*Text under study*.
***

Think defibrillators are only for use by professional medics, or at least television actors? Think again.
A new report co-authored by a University doctor tracked the placement and use of public defibrillators in Chicago airports and concluded that passers-by—including people unfamiliar with formal medicine—would use the machines to help resuscitate victims of cardiac arrest.
“A surprising number of people were saved by individuals with no formal training,” said Lance Becker, a professor in clinical medicine. “Our national strategy has been to advise that no one is to touch these devices unless they are properly trained. This study rejects that widely—held notion.”
The significance of the study lies in the fact that cardiac arrest is a time-sensitive killer; permanent brain damage begins about four minutes after an episode, and the chances of increased damage or death rise 10 percent with each passing minute a victim is not administered cardiopulmonary resuscitation (CPR) and defibrillation, or an electric shock, to jumpstart the heart.
Cardiac arrest, which is caused by heart attacks, heart disease, and accidents, is the leading cause of death in the United States with 250,000 deaths per year. Currently, about 95 percent of untreated cardiac arrest victims die before they reach the hospital.
According to the American Heart Association, a proliferation of external defibrillators, along with increased instances of bystander CPR, would save at least 40,000 lives each year.
The two-year study was the first of its kind. It monitored the use of multiple portable defibrillators placed in visible locations at regular distances from each other—close enough to be reached within a minute’s walk—in O’Hare, Midway, and Meigs Field airports, which have a combined yearly flow of over 100 million passengers.
About the size of a laptop computer, the defibrillators carried both written and oral instructions, and were automated to decide, based on heart rate measurements, whether or not to administer shock treatment to the victims.

***

*Brief 1*.
According to the defibrillator article, how many deaths does cardiac arrest cause each year in the United States?
*Brief 2*.
Reproduce everything in the defibrillator article from "The significance of" down to "reach the hospital.".
The entries that come next are separate material, unrelated to the defibrillator article.

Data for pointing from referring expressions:

***

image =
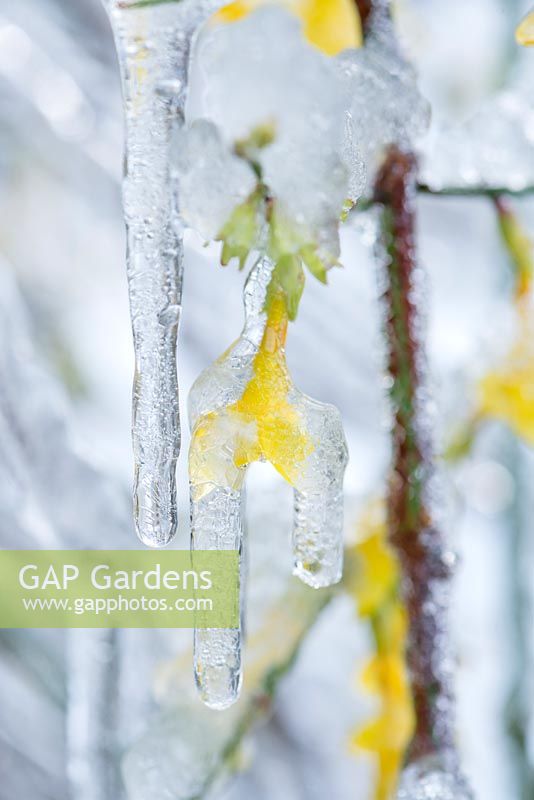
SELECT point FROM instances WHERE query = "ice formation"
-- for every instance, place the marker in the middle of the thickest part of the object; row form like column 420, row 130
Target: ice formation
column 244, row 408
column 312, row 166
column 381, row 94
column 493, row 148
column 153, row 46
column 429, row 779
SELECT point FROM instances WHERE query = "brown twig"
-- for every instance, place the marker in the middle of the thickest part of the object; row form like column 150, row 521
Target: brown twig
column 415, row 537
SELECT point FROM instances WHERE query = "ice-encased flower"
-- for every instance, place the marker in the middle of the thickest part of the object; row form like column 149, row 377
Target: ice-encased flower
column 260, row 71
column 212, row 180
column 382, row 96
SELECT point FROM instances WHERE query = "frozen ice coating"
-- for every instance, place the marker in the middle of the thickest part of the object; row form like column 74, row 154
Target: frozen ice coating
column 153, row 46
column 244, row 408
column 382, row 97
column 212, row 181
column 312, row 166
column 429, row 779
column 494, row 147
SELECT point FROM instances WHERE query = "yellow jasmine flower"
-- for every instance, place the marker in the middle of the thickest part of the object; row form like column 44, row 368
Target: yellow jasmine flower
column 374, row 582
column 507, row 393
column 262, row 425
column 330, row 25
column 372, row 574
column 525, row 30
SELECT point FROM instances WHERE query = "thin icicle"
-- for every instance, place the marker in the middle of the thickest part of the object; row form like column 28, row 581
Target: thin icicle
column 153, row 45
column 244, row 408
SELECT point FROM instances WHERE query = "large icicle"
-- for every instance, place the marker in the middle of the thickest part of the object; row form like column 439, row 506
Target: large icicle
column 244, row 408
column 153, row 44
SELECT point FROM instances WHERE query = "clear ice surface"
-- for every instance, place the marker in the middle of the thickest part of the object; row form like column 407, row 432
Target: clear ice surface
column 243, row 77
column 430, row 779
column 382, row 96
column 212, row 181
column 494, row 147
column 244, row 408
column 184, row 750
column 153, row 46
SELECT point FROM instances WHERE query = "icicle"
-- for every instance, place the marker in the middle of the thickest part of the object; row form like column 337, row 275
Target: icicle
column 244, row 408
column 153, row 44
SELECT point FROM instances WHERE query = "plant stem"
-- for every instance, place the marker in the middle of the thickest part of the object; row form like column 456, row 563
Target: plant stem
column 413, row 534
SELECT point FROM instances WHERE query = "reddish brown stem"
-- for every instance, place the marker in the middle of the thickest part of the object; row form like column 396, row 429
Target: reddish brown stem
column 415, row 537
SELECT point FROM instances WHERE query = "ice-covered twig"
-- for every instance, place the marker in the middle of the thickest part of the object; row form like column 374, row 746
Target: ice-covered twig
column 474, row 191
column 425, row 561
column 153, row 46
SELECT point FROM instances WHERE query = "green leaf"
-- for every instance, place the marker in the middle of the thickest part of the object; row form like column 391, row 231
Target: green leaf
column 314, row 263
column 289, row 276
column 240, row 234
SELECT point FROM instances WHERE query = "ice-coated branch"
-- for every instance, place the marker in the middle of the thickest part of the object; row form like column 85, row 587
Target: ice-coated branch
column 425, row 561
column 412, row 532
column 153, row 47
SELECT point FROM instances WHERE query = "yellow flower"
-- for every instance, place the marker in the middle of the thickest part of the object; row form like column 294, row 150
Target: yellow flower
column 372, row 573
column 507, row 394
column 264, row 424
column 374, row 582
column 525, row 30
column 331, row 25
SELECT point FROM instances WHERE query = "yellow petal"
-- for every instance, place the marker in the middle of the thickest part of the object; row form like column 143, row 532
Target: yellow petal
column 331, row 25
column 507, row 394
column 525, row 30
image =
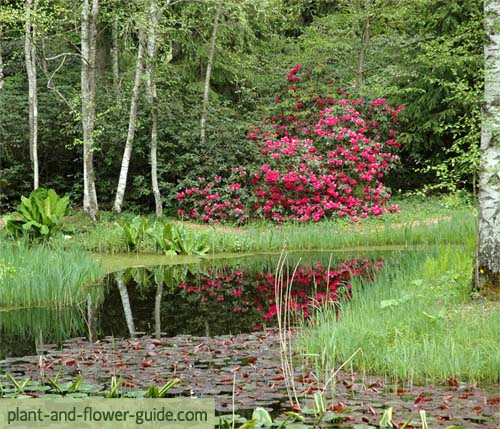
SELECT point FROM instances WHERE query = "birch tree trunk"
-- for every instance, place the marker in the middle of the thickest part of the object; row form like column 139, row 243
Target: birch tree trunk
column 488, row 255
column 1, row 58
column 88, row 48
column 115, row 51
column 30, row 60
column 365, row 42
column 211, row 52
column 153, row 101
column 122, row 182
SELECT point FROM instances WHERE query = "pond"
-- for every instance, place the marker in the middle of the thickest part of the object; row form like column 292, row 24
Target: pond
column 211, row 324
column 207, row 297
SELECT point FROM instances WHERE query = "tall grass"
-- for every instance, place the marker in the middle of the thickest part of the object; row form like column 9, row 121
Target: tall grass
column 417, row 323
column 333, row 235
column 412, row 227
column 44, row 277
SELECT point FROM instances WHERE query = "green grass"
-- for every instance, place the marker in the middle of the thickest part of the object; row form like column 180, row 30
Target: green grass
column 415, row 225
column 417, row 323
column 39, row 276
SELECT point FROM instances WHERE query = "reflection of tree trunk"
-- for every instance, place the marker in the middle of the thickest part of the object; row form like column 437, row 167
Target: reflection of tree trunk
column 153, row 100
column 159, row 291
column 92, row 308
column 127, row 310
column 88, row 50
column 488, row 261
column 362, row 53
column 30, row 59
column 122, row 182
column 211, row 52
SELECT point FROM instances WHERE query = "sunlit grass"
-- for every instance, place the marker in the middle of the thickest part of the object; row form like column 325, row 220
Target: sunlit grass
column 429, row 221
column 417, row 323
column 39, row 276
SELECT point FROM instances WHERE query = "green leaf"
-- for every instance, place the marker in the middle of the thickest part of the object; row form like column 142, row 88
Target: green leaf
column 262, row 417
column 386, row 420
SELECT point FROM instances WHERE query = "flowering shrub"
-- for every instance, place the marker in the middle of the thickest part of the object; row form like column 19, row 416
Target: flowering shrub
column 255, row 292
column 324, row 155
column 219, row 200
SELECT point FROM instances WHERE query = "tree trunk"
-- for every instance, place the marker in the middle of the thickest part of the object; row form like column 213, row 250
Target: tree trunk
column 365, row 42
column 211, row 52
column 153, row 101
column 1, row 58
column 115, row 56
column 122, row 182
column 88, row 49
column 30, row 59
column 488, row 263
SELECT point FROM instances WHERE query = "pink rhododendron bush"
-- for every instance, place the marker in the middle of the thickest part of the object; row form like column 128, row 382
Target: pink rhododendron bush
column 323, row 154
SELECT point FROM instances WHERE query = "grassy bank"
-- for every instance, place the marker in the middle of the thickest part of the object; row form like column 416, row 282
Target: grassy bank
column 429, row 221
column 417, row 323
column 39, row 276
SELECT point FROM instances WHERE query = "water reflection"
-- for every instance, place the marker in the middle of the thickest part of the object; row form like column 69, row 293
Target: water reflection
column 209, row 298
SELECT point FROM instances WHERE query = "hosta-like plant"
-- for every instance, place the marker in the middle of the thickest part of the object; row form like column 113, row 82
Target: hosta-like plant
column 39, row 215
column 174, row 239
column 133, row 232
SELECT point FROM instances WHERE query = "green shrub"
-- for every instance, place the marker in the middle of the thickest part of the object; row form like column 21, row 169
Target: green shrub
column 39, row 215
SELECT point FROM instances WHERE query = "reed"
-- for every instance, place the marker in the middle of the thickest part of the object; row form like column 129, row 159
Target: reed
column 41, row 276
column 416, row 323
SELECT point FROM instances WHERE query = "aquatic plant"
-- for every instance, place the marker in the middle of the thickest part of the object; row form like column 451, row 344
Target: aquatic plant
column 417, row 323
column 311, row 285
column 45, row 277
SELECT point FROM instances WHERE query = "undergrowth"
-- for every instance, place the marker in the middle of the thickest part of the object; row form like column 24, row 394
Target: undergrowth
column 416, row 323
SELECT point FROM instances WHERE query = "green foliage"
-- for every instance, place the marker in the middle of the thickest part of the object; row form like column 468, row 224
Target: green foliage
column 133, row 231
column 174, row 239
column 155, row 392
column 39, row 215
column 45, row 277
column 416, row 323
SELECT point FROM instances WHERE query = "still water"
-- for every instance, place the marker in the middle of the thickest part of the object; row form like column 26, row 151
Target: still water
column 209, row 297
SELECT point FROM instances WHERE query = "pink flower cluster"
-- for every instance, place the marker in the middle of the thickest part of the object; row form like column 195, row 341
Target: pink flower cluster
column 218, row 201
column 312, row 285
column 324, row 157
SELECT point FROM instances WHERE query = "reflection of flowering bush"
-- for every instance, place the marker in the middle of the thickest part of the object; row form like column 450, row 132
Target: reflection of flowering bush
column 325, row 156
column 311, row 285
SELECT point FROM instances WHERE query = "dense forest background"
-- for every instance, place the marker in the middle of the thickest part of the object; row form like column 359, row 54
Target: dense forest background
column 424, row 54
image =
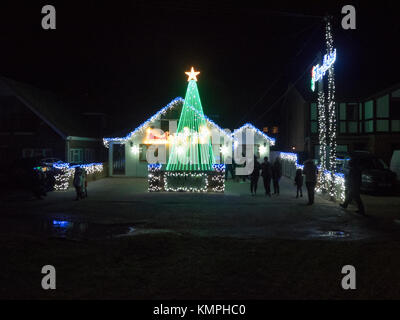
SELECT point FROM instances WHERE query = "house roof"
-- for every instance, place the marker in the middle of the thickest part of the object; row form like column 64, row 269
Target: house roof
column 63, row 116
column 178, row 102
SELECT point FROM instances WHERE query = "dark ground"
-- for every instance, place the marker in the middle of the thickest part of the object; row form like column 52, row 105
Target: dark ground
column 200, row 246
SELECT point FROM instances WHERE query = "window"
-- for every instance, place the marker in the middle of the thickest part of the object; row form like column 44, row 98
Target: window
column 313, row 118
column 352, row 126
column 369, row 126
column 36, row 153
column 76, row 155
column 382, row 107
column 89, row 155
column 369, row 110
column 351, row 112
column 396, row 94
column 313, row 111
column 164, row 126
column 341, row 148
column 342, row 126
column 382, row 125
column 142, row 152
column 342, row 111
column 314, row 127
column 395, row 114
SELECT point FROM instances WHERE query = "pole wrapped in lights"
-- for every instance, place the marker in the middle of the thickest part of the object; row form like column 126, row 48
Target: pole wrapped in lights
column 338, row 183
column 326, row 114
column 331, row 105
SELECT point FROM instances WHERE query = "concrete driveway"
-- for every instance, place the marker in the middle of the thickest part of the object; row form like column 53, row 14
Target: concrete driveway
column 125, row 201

***

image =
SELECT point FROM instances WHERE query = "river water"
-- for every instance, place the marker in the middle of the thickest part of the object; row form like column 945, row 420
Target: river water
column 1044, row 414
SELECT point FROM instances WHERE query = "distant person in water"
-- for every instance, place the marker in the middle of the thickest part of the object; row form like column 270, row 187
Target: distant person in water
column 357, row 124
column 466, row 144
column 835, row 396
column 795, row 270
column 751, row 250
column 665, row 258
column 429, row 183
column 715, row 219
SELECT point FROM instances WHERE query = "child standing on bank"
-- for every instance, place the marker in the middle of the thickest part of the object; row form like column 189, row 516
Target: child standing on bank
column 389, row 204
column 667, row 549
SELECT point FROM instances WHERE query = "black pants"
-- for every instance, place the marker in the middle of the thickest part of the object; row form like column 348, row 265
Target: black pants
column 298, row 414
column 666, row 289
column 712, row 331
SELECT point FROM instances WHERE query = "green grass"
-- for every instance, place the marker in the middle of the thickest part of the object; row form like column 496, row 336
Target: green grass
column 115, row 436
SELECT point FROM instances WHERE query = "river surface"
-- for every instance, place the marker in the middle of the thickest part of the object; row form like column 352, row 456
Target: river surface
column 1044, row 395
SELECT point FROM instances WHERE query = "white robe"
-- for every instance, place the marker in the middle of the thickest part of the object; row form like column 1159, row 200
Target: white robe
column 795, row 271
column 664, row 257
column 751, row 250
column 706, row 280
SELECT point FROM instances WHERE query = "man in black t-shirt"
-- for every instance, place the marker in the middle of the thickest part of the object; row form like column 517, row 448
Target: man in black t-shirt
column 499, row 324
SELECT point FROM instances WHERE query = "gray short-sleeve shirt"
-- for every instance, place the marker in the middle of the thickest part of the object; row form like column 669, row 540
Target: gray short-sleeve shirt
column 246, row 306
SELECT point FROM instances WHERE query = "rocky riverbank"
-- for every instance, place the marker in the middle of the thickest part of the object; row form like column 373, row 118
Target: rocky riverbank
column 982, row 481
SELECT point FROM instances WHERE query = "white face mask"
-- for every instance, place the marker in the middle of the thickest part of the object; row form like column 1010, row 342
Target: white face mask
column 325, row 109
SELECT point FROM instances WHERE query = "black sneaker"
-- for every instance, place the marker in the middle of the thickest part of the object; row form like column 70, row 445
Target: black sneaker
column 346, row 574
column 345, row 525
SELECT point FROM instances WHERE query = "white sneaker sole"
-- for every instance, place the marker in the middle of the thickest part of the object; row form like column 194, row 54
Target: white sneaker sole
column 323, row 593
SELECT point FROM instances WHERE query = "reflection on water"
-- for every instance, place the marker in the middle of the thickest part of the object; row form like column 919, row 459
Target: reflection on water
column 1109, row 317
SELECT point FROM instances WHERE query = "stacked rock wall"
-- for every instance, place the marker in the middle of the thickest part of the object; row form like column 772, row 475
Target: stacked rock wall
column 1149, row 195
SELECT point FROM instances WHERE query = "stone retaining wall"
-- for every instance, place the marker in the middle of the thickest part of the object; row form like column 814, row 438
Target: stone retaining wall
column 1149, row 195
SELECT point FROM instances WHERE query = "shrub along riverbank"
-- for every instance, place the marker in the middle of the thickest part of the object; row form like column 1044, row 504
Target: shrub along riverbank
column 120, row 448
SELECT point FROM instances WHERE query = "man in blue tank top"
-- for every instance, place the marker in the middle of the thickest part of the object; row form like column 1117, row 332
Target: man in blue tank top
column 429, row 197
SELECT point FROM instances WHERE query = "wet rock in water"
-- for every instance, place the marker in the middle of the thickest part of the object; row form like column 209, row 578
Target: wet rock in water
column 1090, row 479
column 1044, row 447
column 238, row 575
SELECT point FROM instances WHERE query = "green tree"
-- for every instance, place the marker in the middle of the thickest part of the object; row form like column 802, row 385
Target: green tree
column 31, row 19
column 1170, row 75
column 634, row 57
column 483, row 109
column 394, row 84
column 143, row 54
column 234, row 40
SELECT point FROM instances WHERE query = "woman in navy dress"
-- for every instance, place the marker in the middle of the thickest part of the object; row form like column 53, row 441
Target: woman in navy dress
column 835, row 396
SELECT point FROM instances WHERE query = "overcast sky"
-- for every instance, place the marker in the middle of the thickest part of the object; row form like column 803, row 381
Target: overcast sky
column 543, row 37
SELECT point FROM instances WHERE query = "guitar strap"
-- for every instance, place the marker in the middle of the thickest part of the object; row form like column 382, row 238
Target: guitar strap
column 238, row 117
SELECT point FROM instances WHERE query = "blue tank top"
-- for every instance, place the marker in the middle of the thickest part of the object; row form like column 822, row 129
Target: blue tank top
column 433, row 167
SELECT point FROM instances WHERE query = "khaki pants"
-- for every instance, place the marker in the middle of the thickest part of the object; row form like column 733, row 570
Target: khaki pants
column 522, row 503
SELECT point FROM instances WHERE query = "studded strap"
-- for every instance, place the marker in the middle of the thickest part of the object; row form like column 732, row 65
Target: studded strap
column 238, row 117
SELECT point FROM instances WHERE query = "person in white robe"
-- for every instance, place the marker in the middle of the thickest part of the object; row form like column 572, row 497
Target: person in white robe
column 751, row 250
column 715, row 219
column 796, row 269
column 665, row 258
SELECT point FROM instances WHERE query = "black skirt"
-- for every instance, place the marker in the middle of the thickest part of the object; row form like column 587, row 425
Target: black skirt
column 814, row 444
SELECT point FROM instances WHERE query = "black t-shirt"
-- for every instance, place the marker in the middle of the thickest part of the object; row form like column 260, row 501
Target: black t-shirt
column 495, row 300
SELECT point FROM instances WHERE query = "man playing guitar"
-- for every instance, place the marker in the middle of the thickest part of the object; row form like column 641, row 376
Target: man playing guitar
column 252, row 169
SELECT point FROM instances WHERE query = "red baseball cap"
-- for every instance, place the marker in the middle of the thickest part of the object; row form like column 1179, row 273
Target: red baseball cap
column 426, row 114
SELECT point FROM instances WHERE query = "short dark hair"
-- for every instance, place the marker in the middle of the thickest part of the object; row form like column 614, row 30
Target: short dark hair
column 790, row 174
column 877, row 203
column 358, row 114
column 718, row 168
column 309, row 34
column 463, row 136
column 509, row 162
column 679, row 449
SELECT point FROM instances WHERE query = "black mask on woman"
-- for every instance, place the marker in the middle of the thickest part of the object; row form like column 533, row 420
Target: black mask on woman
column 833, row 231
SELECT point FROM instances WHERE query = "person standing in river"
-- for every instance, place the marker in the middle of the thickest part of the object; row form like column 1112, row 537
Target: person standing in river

***

*Task answer 1*.
Cardiac arrest causes 250,000 deaths per year in the United States.

*Task answer 2*.
The significance of the study lies in the fact that cardiac arrest is a time-sensitive killer; permanent brain damage begins about four minutes after an episode, and the chances of increased damage or death rise 10 percent with each passing minute a victim is not administered cardiopulmonary resuscitation (CPR) and defibrillation, or an electric shock, to jumpstart the heart.
Cardiac arrest, which is caused by heart attacks, heart disease, and accidents, is the leading cause of death in the United States with 250,000 deaths per year. Currently, about 95 percent of untreated cardiac arrest victims die before they reach the hospital.